**INPUT FOR THIS TASK**
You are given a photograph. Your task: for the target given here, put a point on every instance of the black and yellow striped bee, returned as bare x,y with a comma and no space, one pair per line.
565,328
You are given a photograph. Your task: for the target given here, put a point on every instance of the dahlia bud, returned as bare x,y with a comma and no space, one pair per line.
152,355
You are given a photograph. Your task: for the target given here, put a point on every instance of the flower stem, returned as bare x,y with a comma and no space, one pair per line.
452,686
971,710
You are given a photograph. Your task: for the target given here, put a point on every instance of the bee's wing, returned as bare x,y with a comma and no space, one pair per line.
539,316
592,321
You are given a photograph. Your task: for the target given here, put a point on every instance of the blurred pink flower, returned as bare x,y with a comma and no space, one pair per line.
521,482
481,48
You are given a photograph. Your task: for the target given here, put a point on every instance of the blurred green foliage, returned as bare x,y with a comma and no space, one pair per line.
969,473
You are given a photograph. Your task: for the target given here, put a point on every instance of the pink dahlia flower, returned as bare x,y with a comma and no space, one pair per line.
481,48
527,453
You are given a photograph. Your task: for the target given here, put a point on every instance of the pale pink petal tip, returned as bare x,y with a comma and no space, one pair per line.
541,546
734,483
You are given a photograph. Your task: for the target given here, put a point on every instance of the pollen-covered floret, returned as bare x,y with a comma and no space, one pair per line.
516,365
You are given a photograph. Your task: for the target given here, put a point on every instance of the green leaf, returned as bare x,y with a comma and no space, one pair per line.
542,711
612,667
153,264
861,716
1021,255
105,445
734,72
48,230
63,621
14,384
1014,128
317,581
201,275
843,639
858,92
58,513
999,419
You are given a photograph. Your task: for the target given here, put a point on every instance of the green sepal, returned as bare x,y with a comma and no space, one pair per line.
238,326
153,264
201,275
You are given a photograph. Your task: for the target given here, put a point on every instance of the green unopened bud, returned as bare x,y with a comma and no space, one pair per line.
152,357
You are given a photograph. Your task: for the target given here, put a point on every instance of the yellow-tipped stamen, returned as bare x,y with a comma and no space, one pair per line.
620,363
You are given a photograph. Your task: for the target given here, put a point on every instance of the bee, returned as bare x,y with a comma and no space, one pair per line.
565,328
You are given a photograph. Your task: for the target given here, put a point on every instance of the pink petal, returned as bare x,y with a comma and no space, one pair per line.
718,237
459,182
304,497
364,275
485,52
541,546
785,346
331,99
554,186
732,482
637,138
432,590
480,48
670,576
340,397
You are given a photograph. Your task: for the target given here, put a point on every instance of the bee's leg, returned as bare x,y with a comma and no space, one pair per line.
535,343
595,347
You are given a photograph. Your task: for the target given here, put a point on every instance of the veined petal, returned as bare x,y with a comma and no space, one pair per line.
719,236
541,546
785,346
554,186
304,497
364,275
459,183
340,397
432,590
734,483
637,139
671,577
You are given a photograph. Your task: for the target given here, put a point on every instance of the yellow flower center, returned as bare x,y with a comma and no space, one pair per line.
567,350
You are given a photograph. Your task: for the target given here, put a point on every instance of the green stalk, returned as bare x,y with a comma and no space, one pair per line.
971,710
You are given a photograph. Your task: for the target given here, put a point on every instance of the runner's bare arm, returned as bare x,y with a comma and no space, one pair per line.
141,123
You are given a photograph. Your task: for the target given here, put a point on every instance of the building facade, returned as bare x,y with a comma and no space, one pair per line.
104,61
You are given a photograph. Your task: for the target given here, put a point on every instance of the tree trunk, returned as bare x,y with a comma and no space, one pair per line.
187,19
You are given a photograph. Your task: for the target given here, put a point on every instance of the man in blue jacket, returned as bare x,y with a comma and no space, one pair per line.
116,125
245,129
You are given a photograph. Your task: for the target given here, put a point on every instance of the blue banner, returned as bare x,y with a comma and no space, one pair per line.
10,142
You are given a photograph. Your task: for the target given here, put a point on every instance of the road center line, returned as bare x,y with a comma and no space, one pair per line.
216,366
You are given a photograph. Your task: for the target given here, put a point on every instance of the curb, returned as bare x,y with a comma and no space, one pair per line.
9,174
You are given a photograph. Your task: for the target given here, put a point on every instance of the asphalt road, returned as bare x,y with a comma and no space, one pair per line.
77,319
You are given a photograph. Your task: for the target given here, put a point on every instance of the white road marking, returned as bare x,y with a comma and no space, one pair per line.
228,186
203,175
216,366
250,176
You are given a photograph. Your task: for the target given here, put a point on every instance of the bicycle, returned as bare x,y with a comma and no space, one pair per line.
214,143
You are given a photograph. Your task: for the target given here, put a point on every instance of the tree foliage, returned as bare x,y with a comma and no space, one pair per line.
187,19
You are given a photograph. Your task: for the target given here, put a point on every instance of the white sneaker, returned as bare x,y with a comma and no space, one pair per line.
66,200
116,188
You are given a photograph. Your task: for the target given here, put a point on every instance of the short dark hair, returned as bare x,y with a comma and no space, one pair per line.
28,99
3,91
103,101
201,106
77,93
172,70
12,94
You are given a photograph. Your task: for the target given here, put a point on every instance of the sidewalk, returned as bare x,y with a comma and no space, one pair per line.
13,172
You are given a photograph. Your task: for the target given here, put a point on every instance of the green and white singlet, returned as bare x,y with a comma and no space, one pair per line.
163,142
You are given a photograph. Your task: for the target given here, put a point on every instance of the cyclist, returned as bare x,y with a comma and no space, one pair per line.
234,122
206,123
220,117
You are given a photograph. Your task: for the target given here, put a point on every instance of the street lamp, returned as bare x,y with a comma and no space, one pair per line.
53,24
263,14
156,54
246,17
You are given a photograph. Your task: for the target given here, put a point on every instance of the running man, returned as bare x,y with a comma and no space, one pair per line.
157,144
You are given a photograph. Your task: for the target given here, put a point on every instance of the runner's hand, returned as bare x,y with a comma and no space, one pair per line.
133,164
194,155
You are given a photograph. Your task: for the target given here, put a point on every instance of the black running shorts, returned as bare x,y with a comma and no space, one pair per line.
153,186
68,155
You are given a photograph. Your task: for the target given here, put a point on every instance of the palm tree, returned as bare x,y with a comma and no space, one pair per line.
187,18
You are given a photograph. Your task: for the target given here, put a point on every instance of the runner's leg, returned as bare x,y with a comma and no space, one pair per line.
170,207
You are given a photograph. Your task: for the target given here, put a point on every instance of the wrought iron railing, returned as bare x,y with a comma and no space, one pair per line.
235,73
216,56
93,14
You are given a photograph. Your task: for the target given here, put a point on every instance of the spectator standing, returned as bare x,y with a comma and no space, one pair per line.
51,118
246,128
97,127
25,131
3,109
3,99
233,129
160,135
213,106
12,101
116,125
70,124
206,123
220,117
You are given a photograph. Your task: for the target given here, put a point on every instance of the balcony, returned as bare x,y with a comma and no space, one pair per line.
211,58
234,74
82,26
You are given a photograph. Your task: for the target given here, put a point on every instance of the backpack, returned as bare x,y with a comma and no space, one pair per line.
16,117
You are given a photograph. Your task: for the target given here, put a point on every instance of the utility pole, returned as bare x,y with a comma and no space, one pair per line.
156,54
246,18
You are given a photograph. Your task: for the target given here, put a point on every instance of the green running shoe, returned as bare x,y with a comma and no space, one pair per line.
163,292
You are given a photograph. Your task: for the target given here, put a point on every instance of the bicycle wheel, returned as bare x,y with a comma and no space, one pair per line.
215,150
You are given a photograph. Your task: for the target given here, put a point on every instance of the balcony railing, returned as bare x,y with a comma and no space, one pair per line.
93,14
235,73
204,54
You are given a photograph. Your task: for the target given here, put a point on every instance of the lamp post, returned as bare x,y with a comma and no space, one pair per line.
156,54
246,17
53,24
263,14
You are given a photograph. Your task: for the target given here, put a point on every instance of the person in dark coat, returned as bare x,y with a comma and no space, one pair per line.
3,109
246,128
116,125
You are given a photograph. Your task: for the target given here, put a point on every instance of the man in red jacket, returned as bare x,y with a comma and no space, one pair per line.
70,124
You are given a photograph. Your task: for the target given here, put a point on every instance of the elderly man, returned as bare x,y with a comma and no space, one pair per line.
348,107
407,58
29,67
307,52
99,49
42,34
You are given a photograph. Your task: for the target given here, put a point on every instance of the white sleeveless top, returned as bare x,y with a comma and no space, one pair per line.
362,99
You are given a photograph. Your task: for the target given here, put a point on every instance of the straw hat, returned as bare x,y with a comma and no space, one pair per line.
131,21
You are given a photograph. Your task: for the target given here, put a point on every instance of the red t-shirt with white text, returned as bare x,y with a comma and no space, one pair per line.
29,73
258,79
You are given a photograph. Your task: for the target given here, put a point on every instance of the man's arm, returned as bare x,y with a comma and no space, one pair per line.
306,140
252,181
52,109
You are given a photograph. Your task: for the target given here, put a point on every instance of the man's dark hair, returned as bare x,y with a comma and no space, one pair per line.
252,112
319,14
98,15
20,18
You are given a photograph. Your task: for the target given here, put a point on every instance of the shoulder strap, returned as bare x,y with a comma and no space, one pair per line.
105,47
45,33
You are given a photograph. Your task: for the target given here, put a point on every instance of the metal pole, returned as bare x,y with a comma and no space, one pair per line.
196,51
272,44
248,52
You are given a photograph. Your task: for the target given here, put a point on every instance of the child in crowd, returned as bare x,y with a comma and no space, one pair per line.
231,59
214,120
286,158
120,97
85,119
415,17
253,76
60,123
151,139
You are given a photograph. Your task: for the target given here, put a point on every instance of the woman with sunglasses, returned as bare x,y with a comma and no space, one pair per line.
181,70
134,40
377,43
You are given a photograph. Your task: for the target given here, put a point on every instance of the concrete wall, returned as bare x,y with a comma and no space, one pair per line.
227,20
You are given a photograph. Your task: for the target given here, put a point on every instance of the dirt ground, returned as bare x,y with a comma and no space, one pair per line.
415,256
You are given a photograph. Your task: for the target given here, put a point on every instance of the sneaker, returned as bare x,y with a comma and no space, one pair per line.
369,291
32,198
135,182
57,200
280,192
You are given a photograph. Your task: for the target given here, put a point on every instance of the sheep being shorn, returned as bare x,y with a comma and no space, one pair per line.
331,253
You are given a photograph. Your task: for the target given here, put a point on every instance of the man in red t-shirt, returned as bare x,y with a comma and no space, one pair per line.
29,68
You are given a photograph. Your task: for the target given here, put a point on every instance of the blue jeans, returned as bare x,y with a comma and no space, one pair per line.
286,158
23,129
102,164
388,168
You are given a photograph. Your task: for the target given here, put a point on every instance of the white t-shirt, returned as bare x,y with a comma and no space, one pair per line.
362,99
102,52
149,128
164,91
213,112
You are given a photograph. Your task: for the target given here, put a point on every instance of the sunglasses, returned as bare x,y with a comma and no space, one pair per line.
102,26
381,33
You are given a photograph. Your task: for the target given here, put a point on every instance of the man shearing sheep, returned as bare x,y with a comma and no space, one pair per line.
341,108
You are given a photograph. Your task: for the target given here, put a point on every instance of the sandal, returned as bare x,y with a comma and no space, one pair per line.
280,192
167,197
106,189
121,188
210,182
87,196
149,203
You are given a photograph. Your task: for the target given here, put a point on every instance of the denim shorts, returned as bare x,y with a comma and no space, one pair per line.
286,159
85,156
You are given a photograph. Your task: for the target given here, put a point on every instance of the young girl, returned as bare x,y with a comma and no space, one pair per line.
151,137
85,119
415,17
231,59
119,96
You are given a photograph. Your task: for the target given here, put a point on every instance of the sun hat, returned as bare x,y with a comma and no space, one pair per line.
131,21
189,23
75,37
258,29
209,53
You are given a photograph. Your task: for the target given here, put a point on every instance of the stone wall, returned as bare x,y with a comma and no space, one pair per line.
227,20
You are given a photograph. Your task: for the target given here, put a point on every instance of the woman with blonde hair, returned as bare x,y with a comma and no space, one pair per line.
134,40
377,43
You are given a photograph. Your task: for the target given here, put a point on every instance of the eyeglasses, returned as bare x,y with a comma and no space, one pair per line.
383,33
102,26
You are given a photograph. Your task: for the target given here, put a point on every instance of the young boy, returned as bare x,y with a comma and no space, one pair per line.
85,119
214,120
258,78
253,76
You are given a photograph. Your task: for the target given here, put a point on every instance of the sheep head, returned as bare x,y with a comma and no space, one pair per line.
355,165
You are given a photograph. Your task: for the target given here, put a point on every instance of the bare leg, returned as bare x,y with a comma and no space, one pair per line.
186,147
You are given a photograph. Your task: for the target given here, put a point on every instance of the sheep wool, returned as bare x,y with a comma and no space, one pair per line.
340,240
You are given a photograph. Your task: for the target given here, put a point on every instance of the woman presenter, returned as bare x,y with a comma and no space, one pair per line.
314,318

**WHAT IS NEEDED**
Find the line containing "of the bare". Reproduce it exactly, along with every line after it through the last.

**ANSWER TO THIS PROBLEM**
You are given a photograph. Your task: for the target given here, put a point on every instance of the bare leg, returned as bare x,y with a comma and no space, one pair per line.
186,147
You are given a photograph. Your task: for the target given here, put a point on every instance of the sheep wool, returned as bare x,y with a comma and no space, one pair per line.
340,240
You are given a photograph. Your task: for the target given here, put a point on every instance of the woman presenter, returned as bare x,y with a comma and no space, one pair per line.
314,318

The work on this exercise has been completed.